▶ _Text segment_
+ + +
The letters' public appearance caused a scandal. Amnesty distanced itself from the Rhodesia mission and claimed that any such activities had been unilaterally undertaken by Benenson alone. On 9 March, in the House of Commons, British Prime Minister Harold Wilson answered a parliamentary question on the letters from Knox Cunningham, who asked whether or not the "payments made to Amnesty International were made with his [Wilson's] authority; for what reason such payments were made; and what was the total amount paid by Her Majesty's Government during 1966 to Amnesty International". Wilson replied that the government had been "approached by a member of the organisation concerned for the humanitarian purpose of helping the families of men who have been oppressively detained. We thought it right to suggest possible donors who might be willing to help".
+ + +
▶ _Data excerpts_
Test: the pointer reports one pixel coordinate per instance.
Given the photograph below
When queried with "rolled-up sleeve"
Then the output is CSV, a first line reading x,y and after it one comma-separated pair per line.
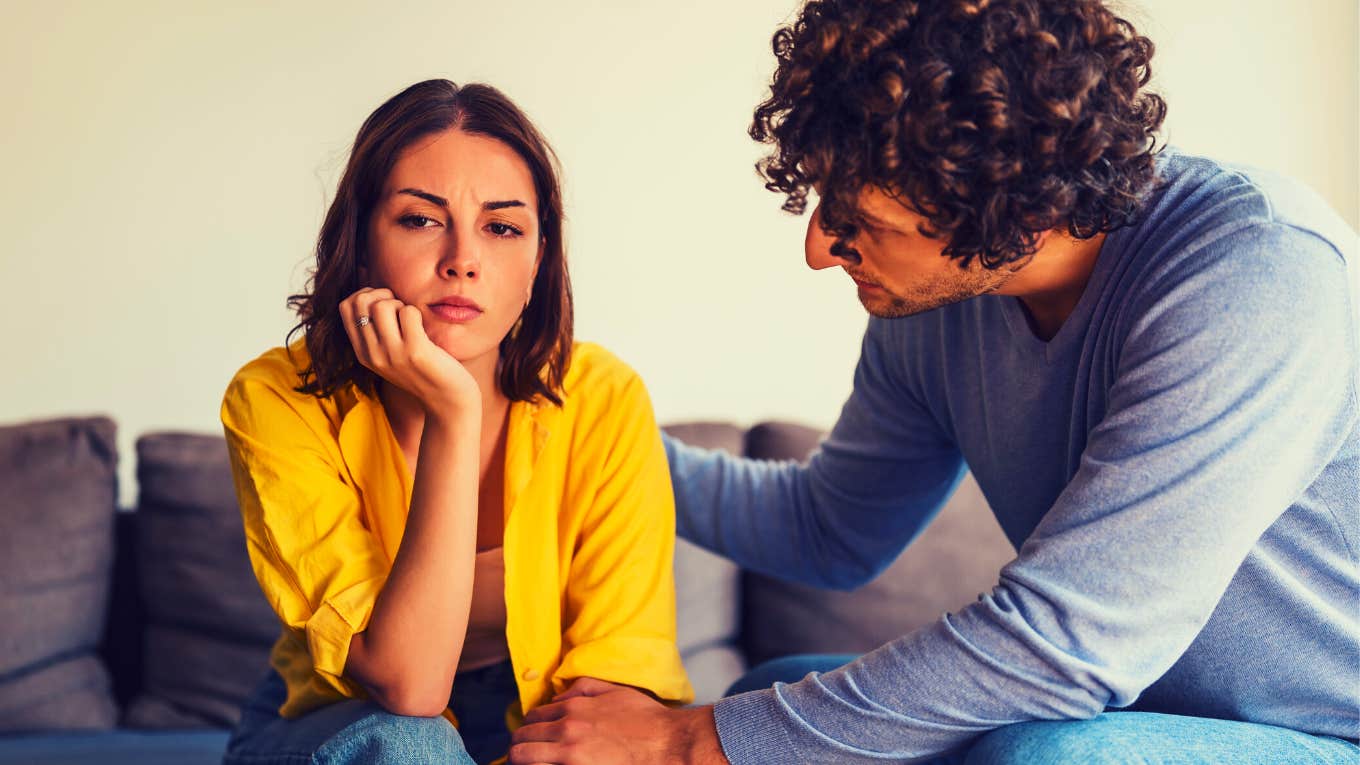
x,y
317,562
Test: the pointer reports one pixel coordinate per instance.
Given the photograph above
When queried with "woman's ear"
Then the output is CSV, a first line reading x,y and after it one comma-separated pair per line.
x,y
533,275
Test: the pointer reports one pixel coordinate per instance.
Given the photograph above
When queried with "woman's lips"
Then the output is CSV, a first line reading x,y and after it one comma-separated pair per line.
x,y
457,313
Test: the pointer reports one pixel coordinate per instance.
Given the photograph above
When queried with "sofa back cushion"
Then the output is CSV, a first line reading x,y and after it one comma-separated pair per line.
x,y
57,502
958,557
709,588
208,629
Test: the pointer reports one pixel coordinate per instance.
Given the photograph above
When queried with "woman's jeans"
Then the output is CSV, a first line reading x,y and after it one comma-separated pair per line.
x,y
1113,738
362,733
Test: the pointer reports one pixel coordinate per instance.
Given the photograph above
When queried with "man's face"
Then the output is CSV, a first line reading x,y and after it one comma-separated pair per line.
x,y
899,271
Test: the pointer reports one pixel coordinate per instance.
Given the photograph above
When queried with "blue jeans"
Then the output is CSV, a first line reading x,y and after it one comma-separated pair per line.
x,y
352,733
1113,738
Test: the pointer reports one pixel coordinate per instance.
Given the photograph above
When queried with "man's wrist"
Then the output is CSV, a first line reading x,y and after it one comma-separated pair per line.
x,y
701,738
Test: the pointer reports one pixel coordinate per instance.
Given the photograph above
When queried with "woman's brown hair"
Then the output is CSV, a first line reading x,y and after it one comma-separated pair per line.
x,y
533,358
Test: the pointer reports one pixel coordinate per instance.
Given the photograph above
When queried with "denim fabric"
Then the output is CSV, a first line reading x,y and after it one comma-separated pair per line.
x,y
1177,470
1113,738
354,733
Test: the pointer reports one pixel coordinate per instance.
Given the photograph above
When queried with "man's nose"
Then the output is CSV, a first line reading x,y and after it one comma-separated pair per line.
x,y
816,245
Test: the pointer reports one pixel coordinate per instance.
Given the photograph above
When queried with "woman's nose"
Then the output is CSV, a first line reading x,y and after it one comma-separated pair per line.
x,y
461,259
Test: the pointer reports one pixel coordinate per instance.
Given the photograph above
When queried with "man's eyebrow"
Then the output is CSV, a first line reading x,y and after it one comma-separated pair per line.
x,y
441,202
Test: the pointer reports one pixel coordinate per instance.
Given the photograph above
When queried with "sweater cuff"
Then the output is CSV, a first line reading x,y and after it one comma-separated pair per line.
x,y
752,728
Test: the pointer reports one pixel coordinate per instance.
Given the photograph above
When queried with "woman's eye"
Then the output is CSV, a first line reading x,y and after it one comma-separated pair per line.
x,y
416,221
503,229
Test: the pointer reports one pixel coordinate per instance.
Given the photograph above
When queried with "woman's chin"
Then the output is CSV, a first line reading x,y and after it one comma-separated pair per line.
x,y
464,349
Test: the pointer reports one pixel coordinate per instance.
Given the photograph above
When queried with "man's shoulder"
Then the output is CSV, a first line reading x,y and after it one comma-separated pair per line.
x,y
1200,202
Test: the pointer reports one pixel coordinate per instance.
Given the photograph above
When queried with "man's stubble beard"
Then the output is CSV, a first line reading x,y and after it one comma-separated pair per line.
x,y
969,283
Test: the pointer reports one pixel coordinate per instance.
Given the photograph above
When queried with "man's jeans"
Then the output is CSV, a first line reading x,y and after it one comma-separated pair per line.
x,y
352,733
1113,738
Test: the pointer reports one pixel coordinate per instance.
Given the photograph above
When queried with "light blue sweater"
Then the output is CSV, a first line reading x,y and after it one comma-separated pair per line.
x,y
1179,470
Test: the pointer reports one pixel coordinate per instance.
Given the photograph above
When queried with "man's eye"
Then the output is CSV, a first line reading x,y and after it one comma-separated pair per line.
x,y
416,221
503,229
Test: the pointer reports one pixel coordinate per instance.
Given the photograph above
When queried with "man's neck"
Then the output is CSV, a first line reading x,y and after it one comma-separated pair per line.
x,y
1051,282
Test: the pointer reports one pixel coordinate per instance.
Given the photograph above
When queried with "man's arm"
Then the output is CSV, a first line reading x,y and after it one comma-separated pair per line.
x,y
873,483
1231,396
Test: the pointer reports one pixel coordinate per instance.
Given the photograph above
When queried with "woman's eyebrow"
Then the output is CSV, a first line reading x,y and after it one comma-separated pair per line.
x,y
427,196
441,202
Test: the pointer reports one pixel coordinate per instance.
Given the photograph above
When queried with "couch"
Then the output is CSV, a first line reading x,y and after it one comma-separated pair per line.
x,y
132,635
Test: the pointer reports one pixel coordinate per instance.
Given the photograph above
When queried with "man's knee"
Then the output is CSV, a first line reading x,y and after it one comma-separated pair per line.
x,y
1050,742
391,739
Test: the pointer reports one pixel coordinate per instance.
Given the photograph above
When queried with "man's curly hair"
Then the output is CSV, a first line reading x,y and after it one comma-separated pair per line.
x,y
992,119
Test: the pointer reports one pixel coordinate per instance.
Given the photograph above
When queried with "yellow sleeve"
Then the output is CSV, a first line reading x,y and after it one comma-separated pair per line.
x,y
317,562
620,620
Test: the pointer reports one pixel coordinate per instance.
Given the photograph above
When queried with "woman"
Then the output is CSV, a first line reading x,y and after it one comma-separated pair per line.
x,y
454,509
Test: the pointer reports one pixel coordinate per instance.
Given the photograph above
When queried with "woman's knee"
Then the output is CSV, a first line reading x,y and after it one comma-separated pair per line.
x,y
382,738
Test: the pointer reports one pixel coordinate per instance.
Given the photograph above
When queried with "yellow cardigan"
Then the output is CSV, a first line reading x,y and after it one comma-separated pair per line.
x,y
589,528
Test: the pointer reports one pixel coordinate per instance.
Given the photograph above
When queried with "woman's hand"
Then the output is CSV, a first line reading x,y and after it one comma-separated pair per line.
x,y
389,338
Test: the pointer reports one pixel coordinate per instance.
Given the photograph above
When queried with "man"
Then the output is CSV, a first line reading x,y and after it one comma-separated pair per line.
x,y
1148,361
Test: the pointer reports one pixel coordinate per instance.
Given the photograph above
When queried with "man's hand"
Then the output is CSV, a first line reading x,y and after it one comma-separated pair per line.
x,y
600,723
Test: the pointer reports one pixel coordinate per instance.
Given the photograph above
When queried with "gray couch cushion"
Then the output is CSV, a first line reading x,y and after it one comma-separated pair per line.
x,y
57,498
208,628
948,565
707,588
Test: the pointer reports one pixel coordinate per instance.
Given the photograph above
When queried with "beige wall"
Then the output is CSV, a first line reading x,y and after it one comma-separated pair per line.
x,y
165,173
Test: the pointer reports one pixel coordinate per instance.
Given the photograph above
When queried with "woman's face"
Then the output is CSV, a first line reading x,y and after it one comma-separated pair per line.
x,y
456,233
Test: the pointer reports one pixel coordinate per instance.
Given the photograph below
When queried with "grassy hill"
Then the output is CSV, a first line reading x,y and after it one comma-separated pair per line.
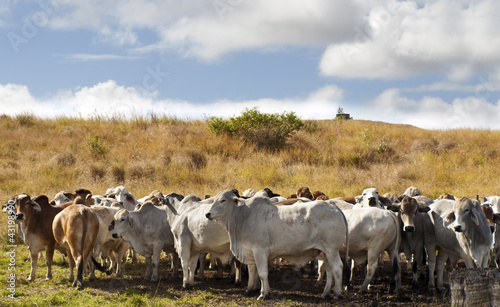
x,y
42,156
337,157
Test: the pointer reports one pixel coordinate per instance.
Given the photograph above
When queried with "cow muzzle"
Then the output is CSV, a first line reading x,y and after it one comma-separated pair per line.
x,y
409,228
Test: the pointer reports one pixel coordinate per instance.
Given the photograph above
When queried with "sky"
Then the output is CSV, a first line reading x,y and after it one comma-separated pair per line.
x,y
432,64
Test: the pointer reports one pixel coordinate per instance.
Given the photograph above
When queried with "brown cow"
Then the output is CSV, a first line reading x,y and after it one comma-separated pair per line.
x,y
349,199
35,218
317,194
76,228
488,212
304,192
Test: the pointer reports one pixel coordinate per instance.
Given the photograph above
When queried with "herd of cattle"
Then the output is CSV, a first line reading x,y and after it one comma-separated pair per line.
x,y
256,227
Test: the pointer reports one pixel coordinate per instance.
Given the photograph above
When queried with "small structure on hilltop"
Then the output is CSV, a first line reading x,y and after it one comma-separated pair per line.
x,y
342,115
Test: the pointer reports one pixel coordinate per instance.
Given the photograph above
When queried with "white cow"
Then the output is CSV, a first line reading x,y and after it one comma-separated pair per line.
x,y
194,234
369,198
457,230
148,231
494,203
105,240
259,231
411,217
373,231
122,195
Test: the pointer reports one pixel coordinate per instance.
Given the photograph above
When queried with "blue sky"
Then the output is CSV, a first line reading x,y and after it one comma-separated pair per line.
x,y
432,64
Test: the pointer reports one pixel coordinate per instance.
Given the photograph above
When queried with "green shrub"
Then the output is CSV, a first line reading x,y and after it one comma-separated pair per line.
x,y
95,147
261,129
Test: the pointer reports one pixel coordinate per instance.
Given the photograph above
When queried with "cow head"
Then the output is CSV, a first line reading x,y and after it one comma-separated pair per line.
x,y
223,202
25,207
61,198
465,210
488,213
409,210
122,222
369,198
304,192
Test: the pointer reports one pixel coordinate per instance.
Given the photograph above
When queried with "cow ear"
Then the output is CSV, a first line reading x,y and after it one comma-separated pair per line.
x,y
423,209
238,201
473,216
450,219
393,208
36,206
496,218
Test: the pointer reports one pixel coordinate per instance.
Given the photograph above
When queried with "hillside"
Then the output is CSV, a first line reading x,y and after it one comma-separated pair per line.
x,y
337,157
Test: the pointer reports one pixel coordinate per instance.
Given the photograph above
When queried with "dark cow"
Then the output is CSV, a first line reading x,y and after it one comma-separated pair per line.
x,y
35,217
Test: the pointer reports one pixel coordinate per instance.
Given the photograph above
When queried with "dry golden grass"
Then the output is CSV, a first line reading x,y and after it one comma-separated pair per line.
x,y
158,153
338,157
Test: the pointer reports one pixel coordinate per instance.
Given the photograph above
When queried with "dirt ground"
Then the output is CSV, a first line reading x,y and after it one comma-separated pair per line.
x,y
289,289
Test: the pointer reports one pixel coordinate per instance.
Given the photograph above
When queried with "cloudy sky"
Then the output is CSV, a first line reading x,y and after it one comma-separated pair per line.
x,y
433,64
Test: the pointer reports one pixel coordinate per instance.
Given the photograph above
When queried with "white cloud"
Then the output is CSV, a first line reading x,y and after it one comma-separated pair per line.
x,y
211,29
405,39
110,99
85,57
432,112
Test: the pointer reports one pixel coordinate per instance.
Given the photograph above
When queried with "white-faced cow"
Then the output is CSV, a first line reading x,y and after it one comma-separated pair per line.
x,y
373,231
194,234
456,230
259,231
75,228
371,198
35,218
148,231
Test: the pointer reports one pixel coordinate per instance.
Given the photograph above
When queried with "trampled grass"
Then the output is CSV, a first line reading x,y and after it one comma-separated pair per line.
x,y
156,153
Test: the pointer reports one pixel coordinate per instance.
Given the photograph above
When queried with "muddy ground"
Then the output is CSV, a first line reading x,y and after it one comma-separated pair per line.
x,y
286,288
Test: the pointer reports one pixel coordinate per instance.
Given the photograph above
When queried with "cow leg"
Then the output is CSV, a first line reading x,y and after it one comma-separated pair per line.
x,y
156,262
148,268
237,268
184,255
334,266
34,260
174,264
220,269
261,262
321,271
371,268
201,271
253,281
396,271
49,255
431,266
193,261
440,263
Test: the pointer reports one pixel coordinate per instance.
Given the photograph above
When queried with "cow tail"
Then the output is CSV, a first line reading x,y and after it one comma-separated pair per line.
x,y
99,266
79,273
396,266
347,266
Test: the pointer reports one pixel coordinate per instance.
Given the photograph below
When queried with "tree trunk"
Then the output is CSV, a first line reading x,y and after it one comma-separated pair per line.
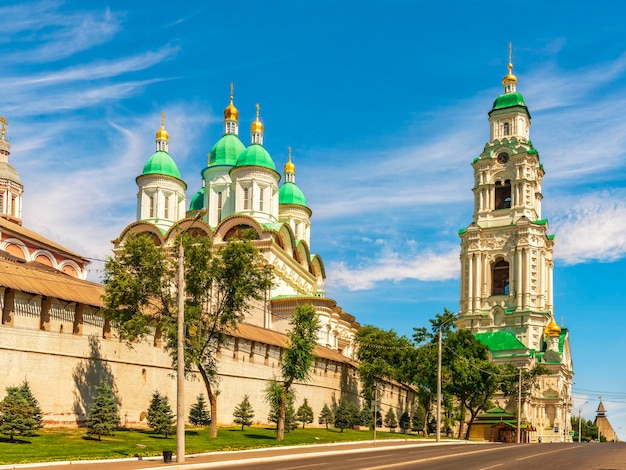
x,y
281,418
212,400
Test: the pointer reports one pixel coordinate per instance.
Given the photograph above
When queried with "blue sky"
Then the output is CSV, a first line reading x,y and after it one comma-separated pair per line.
x,y
385,105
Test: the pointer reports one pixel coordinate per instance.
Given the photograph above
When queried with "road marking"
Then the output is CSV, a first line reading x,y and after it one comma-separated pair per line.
x,y
429,459
543,453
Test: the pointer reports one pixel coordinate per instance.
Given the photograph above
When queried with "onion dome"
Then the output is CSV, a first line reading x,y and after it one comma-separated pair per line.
x,y
553,329
160,163
231,113
197,202
162,134
226,151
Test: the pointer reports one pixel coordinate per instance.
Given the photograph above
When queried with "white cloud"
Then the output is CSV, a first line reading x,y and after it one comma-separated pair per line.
x,y
396,267
591,228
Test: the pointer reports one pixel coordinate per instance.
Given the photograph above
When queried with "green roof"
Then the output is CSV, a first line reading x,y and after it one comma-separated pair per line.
x,y
289,193
226,151
508,100
256,155
160,163
197,202
499,340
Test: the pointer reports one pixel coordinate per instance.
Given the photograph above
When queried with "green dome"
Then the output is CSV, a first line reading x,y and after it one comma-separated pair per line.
x,y
197,202
160,163
289,193
256,155
226,150
508,100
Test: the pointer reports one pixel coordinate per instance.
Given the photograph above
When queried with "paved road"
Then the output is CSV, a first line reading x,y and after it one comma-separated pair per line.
x,y
397,456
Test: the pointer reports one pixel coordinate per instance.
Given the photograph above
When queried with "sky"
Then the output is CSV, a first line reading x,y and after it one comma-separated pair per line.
x,y
385,106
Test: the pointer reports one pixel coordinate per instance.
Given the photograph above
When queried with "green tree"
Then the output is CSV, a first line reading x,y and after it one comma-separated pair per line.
x,y
198,414
326,416
390,420
298,359
305,413
103,414
221,284
405,421
243,412
345,416
160,416
19,413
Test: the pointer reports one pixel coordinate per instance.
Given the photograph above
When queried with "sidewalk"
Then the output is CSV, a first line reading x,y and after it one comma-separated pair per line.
x,y
214,459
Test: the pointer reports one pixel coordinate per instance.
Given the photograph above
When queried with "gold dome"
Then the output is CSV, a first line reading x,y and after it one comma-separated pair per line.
x,y
231,113
289,166
162,134
257,125
552,329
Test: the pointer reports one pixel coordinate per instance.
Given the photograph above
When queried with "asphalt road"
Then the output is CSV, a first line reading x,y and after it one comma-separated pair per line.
x,y
398,455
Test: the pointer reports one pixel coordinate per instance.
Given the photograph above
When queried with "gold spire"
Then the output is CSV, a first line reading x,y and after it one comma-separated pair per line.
x,y
289,166
553,329
162,133
231,113
4,122
257,125
509,78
+ + +
▶ _Task requirements_
Decide whether each statement below agrees with the text above on the Amnesty letters. Answer yes or no for each, quoting the deciding words from the text.
1. Amnesty claimed that Benenson alone had undertaken the activities of the Rhodesia mission.
2. Knox Cunningham answered the parliamentary question on the letters in the House of Commons.
3. Wilson said the government had suggested possible donors.

▶ _Expected answer_
1. Yes: "claimed that any such activities had been unilaterally undertaken by Benenson alone"
2. No: "British Prime Minister Harold Wilson answered a parliamentary question on the letters from Knox Cunningham"
3. Yes: "We thought it right to suggest possible donors who might be willing to help"